▶ **Exercise task**
Please reproduce all of the data with every "Quickstart" swapped for "Overview", changing nothing else and leaving out the pictures.

▶ **Provided records**
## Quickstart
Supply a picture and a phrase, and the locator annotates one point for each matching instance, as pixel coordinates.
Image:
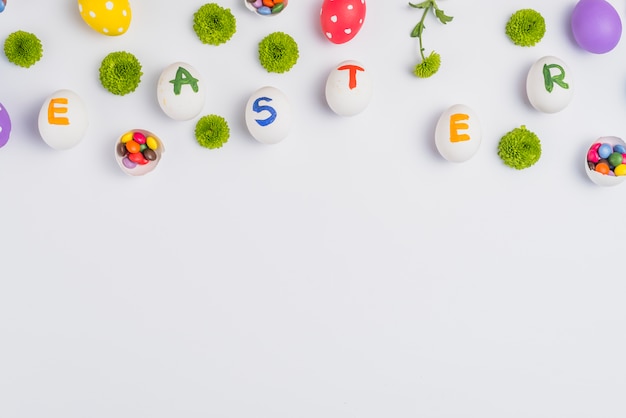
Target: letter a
(184, 77)
(455, 125)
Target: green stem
(421, 22)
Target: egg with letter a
(268, 115)
(109, 17)
(458, 133)
(348, 88)
(341, 20)
(63, 120)
(5, 126)
(180, 91)
(549, 85)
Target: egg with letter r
(549, 85)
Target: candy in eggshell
(109, 17)
(605, 162)
(458, 133)
(549, 85)
(180, 91)
(341, 20)
(138, 152)
(268, 115)
(63, 120)
(348, 88)
(266, 7)
(5, 126)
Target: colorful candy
(138, 152)
(605, 161)
(266, 7)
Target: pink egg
(341, 20)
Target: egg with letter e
(5, 126)
(341, 20)
(549, 85)
(268, 115)
(458, 133)
(63, 120)
(348, 88)
(109, 17)
(180, 91)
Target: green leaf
(422, 5)
(443, 18)
(417, 30)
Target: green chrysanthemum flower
(278, 52)
(120, 73)
(429, 66)
(526, 27)
(214, 24)
(23, 48)
(519, 148)
(212, 131)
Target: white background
(348, 271)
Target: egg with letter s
(341, 20)
(458, 133)
(180, 91)
(549, 85)
(109, 17)
(348, 88)
(5, 126)
(63, 120)
(268, 115)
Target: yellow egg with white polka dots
(109, 17)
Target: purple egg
(5, 126)
(596, 26)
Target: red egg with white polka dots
(341, 20)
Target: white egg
(268, 115)
(63, 120)
(348, 88)
(458, 133)
(181, 91)
(549, 85)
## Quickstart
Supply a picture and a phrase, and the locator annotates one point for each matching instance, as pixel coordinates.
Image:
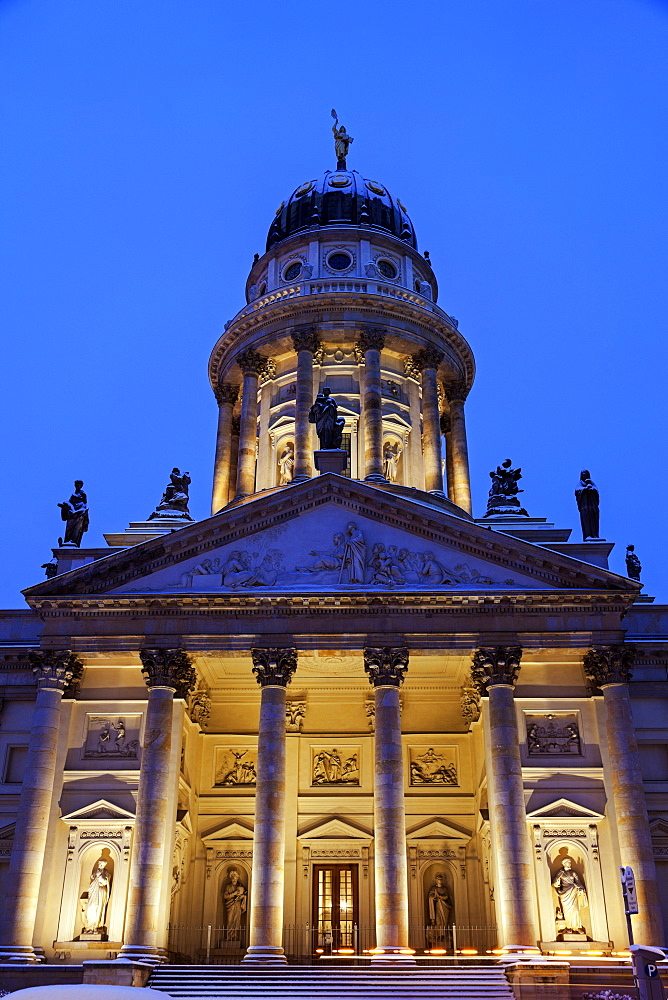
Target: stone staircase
(235, 982)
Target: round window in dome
(387, 268)
(292, 271)
(339, 261)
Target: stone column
(609, 669)
(55, 672)
(428, 361)
(386, 667)
(306, 343)
(168, 674)
(371, 343)
(226, 396)
(274, 669)
(456, 393)
(252, 365)
(494, 673)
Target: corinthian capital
(274, 665)
(495, 665)
(371, 339)
(252, 362)
(225, 392)
(306, 340)
(57, 670)
(386, 664)
(609, 664)
(168, 668)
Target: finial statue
(329, 426)
(75, 514)
(633, 565)
(587, 499)
(174, 501)
(341, 142)
(503, 498)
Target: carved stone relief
(235, 766)
(433, 765)
(331, 766)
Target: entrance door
(335, 914)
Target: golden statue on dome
(341, 142)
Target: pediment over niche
(335, 828)
(101, 810)
(330, 535)
(437, 829)
(564, 809)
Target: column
(305, 342)
(226, 396)
(456, 393)
(252, 364)
(168, 674)
(55, 672)
(610, 668)
(371, 343)
(273, 669)
(386, 667)
(494, 673)
(428, 361)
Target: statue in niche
(75, 514)
(286, 465)
(174, 501)
(439, 906)
(96, 899)
(633, 564)
(329, 426)
(503, 491)
(587, 498)
(235, 901)
(572, 896)
(391, 456)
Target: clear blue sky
(147, 143)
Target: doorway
(335, 907)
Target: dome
(341, 197)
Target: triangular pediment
(100, 810)
(331, 535)
(335, 828)
(564, 809)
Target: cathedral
(346, 714)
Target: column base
(264, 955)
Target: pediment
(564, 809)
(335, 829)
(326, 536)
(100, 810)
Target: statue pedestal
(330, 460)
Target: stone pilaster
(252, 365)
(494, 673)
(427, 361)
(386, 667)
(306, 343)
(461, 485)
(168, 673)
(370, 344)
(55, 672)
(226, 396)
(273, 669)
(609, 668)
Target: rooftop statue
(75, 514)
(587, 499)
(341, 142)
(174, 501)
(503, 492)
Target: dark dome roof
(341, 197)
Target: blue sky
(147, 144)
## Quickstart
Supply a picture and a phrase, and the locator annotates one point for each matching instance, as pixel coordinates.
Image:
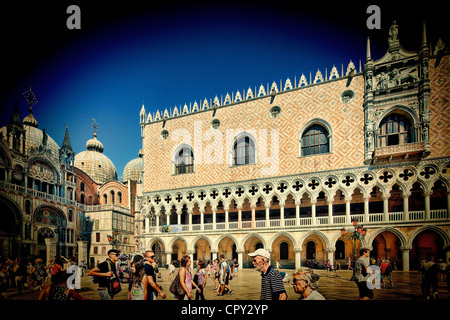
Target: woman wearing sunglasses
(306, 283)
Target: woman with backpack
(200, 280)
(139, 280)
(40, 272)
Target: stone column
(214, 253)
(147, 224)
(190, 212)
(448, 212)
(202, 218)
(239, 217)
(386, 207)
(347, 210)
(227, 218)
(298, 259)
(313, 211)
(330, 255)
(168, 257)
(405, 257)
(253, 207)
(240, 253)
(427, 205)
(191, 255)
(50, 244)
(168, 212)
(330, 211)
(406, 206)
(366, 209)
(82, 251)
(179, 212)
(214, 210)
(157, 213)
(281, 215)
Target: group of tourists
(141, 277)
(31, 274)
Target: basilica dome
(33, 140)
(133, 169)
(98, 166)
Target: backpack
(228, 267)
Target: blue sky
(169, 55)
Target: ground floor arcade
(406, 245)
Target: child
(139, 280)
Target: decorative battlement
(245, 95)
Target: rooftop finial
(368, 57)
(94, 127)
(30, 97)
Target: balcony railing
(307, 222)
(108, 207)
(43, 195)
(408, 148)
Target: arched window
(284, 251)
(395, 129)
(310, 250)
(340, 250)
(184, 161)
(244, 151)
(315, 140)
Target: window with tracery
(395, 129)
(184, 161)
(315, 140)
(244, 151)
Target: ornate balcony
(308, 222)
(406, 150)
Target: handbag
(114, 284)
(176, 287)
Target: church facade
(54, 202)
(293, 166)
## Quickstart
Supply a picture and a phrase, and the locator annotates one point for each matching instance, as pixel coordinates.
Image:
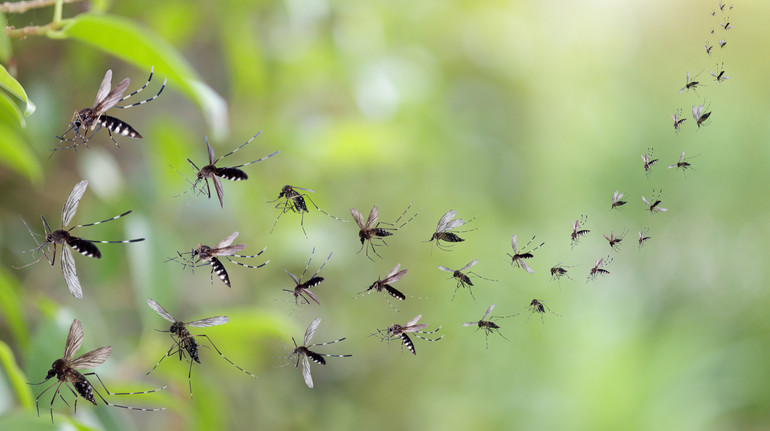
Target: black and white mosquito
(463, 279)
(654, 207)
(62, 237)
(185, 343)
(371, 230)
(303, 352)
(211, 171)
(576, 231)
(538, 306)
(93, 118)
(444, 226)
(690, 84)
(615, 240)
(384, 283)
(204, 255)
(598, 268)
(719, 75)
(647, 161)
(400, 331)
(301, 289)
(617, 200)
(488, 325)
(294, 201)
(67, 374)
(517, 258)
(678, 120)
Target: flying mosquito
(517, 258)
(384, 284)
(66, 372)
(719, 76)
(371, 230)
(295, 201)
(488, 325)
(185, 344)
(303, 288)
(598, 268)
(647, 161)
(538, 306)
(615, 240)
(208, 256)
(576, 231)
(700, 116)
(62, 237)
(690, 84)
(617, 200)
(678, 120)
(231, 173)
(445, 225)
(93, 118)
(653, 207)
(399, 331)
(463, 280)
(303, 352)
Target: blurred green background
(522, 114)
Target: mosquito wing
(93, 358)
(71, 204)
(309, 334)
(211, 321)
(70, 273)
(160, 310)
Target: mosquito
(399, 331)
(231, 173)
(488, 325)
(445, 225)
(66, 372)
(185, 342)
(576, 231)
(303, 288)
(598, 268)
(517, 258)
(208, 256)
(647, 161)
(370, 230)
(62, 237)
(295, 201)
(538, 306)
(303, 352)
(93, 118)
(463, 279)
(384, 284)
(719, 76)
(678, 120)
(690, 85)
(700, 116)
(615, 240)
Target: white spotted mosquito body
(66, 372)
(489, 326)
(301, 289)
(462, 277)
(185, 343)
(400, 331)
(63, 237)
(305, 355)
(93, 118)
(517, 258)
(214, 173)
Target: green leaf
(142, 47)
(11, 85)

▶ **Task response**
## Overview
Supply a picture and a phrase, and the locator annotates one point for each matching instance, as pixel coordinates.
Image:
Target: letter a
(184, 77)
(455, 125)
Target: green stem
(421, 22)
Target: egg with letter a
(268, 115)
(109, 17)
(458, 133)
(348, 88)
(341, 20)
(63, 120)
(5, 126)
(180, 91)
(549, 85)
Target: egg with letter r
(549, 85)
Target: candy in eggshell
(109, 17)
(605, 162)
(458, 133)
(549, 85)
(180, 91)
(341, 20)
(138, 152)
(268, 115)
(63, 120)
(348, 88)
(266, 7)
(5, 126)
Target: colorful candy
(138, 152)
(605, 161)
(266, 7)
Target: pink egg
(341, 20)
Target: egg with letter e
(5, 126)
(341, 20)
(549, 85)
(268, 115)
(458, 133)
(63, 120)
(348, 88)
(109, 17)
(180, 91)
Target: green leaf
(422, 5)
(443, 18)
(417, 30)
Target: green chrysanthemum flower
(278, 52)
(120, 73)
(429, 66)
(526, 27)
(214, 24)
(23, 48)
(519, 148)
(212, 131)
Target: white background
(348, 271)
Target: egg with letter s
(341, 20)
(458, 133)
(180, 91)
(549, 85)
(109, 17)
(348, 88)
(5, 126)
(63, 120)
(268, 115)
Target: yellow egg with white polka dots
(109, 17)
Target: purple egg
(5, 126)
(596, 26)
Target: red egg with white polka dots
(341, 20)
Target: white egg
(268, 115)
(63, 120)
(348, 88)
(458, 133)
(181, 91)
(549, 85)
## Overview
Supply a picture and a phrase, and the locator annotates one point for each matching instance, as pixel coordinates.
Image:
Target: stone staircase
(235, 982)
Target: round window in dome
(387, 268)
(292, 271)
(339, 261)
Target: stone column
(609, 669)
(55, 672)
(428, 361)
(386, 667)
(306, 343)
(168, 674)
(371, 343)
(226, 396)
(274, 669)
(456, 393)
(252, 365)
(494, 673)
Target: corinthian capital
(274, 665)
(495, 665)
(371, 339)
(252, 362)
(225, 392)
(306, 340)
(57, 670)
(386, 664)
(609, 664)
(168, 668)
Target: finial statue
(329, 426)
(75, 514)
(633, 565)
(587, 499)
(174, 501)
(341, 142)
(503, 498)
Target: carved stone relief
(235, 766)
(433, 765)
(331, 766)
Target: entrance door
(335, 914)
Target: golden statue on dome
(341, 142)
Target: pediment over niche
(335, 828)
(101, 810)
(330, 535)
(437, 829)
(564, 809)
Target: column
(305, 342)
(226, 396)
(456, 393)
(252, 364)
(168, 674)
(55, 672)
(610, 668)
(371, 343)
(273, 669)
(386, 667)
(494, 673)
(428, 361)
Target: statue in niche
(75, 514)
(286, 465)
(174, 501)
(439, 906)
(96, 899)
(633, 564)
(329, 426)
(503, 491)
(587, 498)
(235, 901)
(572, 896)
(391, 456)
Target: clear blue sky
(147, 143)
Target: doorway
(335, 907)
Target: dome
(341, 197)
Target: triangular pediment
(100, 810)
(331, 535)
(335, 828)
(564, 809)
Target: cathedral
(346, 714)
Target: column base
(264, 955)
Target: pediment
(564, 809)
(335, 829)
(326, 536)
(100, 810)
Target: statue pedestal
(330, 460)
Target: stone pilaster
(252, 365)
(494, 673)
(427, 361)
(386, 667)
(306, 343)
(461, 485)
(168, 673)
(370, 344)
(55, 672)
(226, 396)
(273, 669)
(609, 668)
Target: rooftop statue
(75, 514)
(587, 499)
(341, 142)
(174, 501)
(503, 492)
Target: dark dome roof
(341, 197)
Target: blue sky
(147, 144)
## Overview
Supply a picture and a phrase, and the locator annotates one point for each matching instance, as pixel coordinates.
Image:
Target: woman wearing sunglasses
(306, 283)
Target: woman with backpack
(200, 280)
(139, 280)
(40, 272)
Target: stone column
(214, 253)
(147, 224)
(190, 212)
(448, 212)
(202, 218)
(239, 217)
(386, 207)
(347, 210)
(227, 218)
(298, 259)
(313, 211)
(330, 255)
(168, 257)
(405, 257)
(253, 207)
(240, 253)
(427, 205)
(191, 255)
(50, 244)
(168, 212)
(330, 211)
(406, 206)
(366, 209)
(82, 251)
(179, 212)
(214, 210)
(157, 213)
(281, 215)
Target: group of tourists
(141, 277)
(31, 274)
Target: basilica dome
(33, 140)
(133, 169)
(98, 166)
Target: backpack
(228, 267)
Target: blue sky
(169, 55)
Target: ground floor arcade
(406, 245)
Target: child
(139, 280)
Target: decorative battlement
(245, 95)
Target: rooftop finial
(368, 57)
(94, 127)
(30, 97)
Target: balcony railing
(307, 222)
(108, 207)
(43, 195)
(408, 148)
Target: arched window
(284, 251)
(395, 129)
(310, 250)
(340, 250)
(184, 161)
(244, 151)
(315, 140)
Target: window with tracery
(395, 129)
(184, 161)
(315, 140)
(244, 151)
Target: ornate balcony
(308, 222)
(406, 150)
Target: handbag
(114, 284)
(176, 287)
Target: church facade
(54, 202)
(293, 166)
## Overview
Supply a picture and a phrase, and the locator annotates one point for each matching instance, as pixel coordinates.
Image:
Target: black and white mosquito
(463, 279)
(654, 207)
(62, 237)
(185, 343)
(371, 230)
(303, 352)
(211, 171)
(576, 231)
(538, 306)
(93, 118)
(444, 226)
(690, 84)
(615, 240)
(384, 283)
(204, 255)
(598, 268)
(719, 75)
(647, 161)
(400, 331)
(301, 289)
(617, 200)
(488, 325)
(294, 201)
(67, 374)
(517, 258)
(678, 120)
Target: flying mosquito
(517, 258)
(384, 284)
(66, 372)
(719, 76)
(371, 230)
(295, 201)
(488, 325)
(185, 344)
(303, 288)
(598, 268)
(647, 161)
(538, 306)
(615, 240)
(208, 256)
(576, 231)
(700, 116)
(62, 237)
(690, 84)
(617, 200)
(678, 120)
(231, 173)
(445, 225)
(93, 118)
(653, 207)
(399, 331)
(463, 280)
(303, 352)
Target: blurred green background
(522, 114)
Target: mosquito wing
(93, 358)
(71, 204)
(309, 334)
(211, 321)
(70, 273)
(160, 310)
Target: mosquito
(399, 331)
(231, 173)
(488, 325)
(445, 225)
(66, 372)
(185, 342)
(576, 231)
(303, 288)
(598, 268)
(517, 258)
(208, 256)
(647, 161)
(370, 230)
(62, 237)
(295, 201)
(538, 306)
(303, 352)
(93, 118)
(463, 279)
(384, 284)
(719, 76)
(678, 120)
(690, 85)
(700, 116)
(615, 240)
Target: white spotted mosquito body
(66, 372)
(489, 326)
(301, 289)
(462, 277)
(185, 343)
(400, 331)
(63, 237)
(305, 355)
(93, 118)
(517, 258)
(214, 173)
Target: green leaf
(142, 47)
(11, 85)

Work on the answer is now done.